Input data:
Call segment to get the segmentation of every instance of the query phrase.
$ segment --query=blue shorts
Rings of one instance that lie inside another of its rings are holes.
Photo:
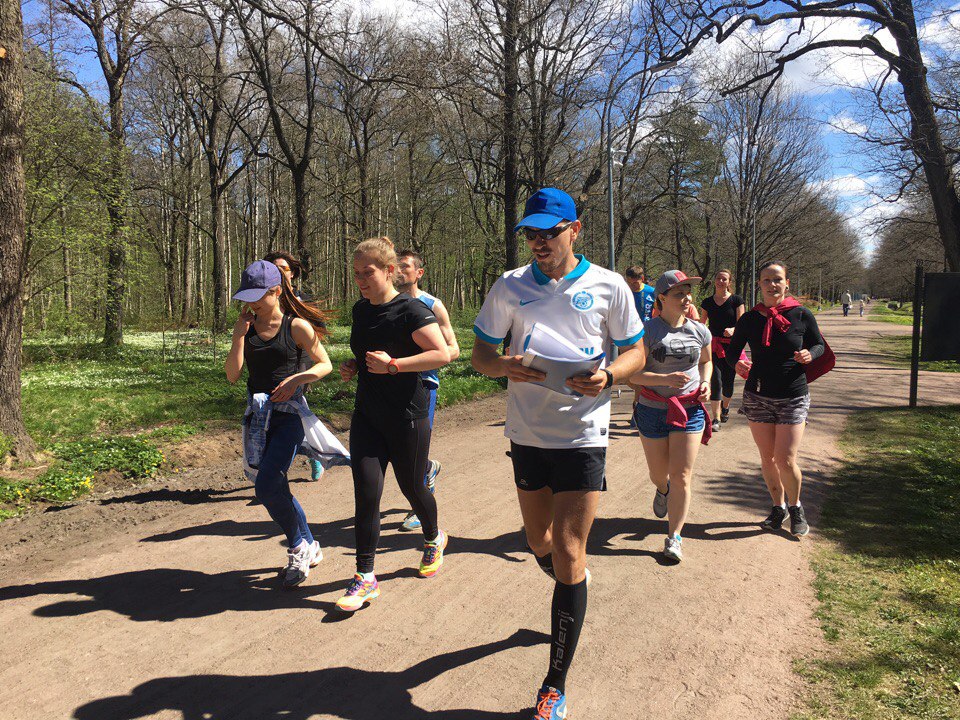
[[[698,433],[703,432],[706,423],[707,414],[699,405],[688,407],[686,427],[676,427],[667,424],[667,408],[647,407],[643,403],[637,403],[633,410],[633,418],[637,422],[637,429],[645,438],[659,440],[667,437],[672,432]]]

Work order: Give back all entries exactly. No pictures belong in the copy.

The completed task:
Call segment to get the segmentation of every instance of the query phrase.
$ segment --query=blue shorts
Rings of one instance that lie inside another of its rings are holes.
Photo:
[[[698,433],[703,432],[706,423],[707,414],[699,405],[688,407],[686,427],[676,427],[667,424],[667,408],[647,407],[643,403],[637,403],[633,410],[633,418],[637,422],[637,429],[645,438],[659,440],[667,437],[672,432]]]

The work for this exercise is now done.